◆ DATA PROVIDED
::::::
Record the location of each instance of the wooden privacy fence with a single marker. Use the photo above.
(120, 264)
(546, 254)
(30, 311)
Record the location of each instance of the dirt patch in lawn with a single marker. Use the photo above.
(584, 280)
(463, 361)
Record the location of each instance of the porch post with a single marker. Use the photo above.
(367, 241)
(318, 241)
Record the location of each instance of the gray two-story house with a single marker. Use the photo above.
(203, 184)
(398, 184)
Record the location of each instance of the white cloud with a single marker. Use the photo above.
::::::
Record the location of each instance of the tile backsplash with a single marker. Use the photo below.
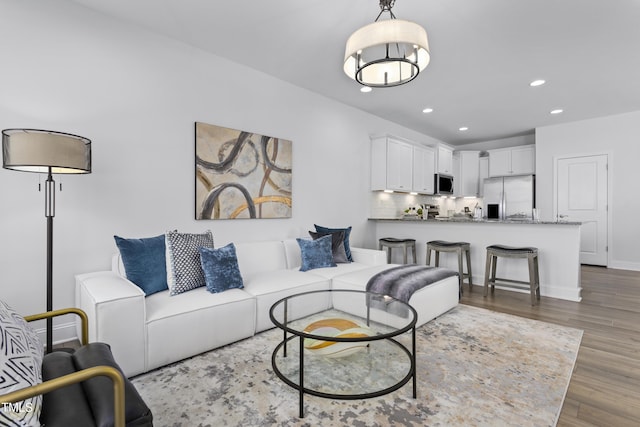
::::::
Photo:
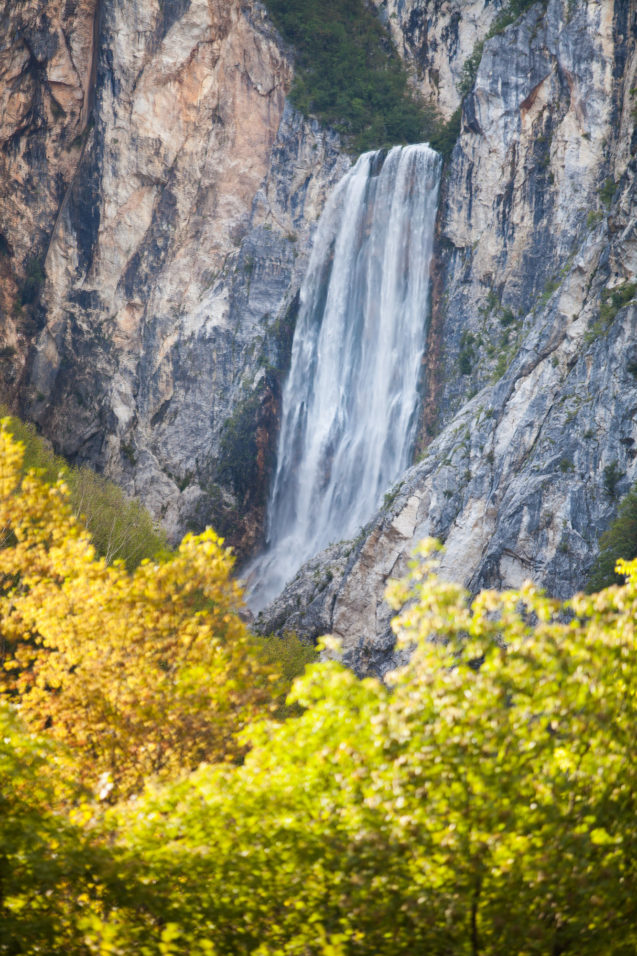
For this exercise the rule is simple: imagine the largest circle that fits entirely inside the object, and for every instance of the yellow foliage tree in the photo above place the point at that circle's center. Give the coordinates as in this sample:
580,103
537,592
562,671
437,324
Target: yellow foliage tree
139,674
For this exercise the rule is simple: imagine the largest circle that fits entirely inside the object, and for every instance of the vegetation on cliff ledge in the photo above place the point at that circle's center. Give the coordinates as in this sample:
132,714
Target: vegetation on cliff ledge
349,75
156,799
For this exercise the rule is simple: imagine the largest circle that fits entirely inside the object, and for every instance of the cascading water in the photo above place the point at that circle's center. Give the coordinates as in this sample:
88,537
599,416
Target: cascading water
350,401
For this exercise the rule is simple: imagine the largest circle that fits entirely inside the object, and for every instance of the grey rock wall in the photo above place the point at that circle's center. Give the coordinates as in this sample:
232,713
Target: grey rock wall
::::::
◆ TASK PROMPT
Throughout the material, how many lines contain the string "grey"? Answer with the number alone.

◆ TASK OUTPUT
2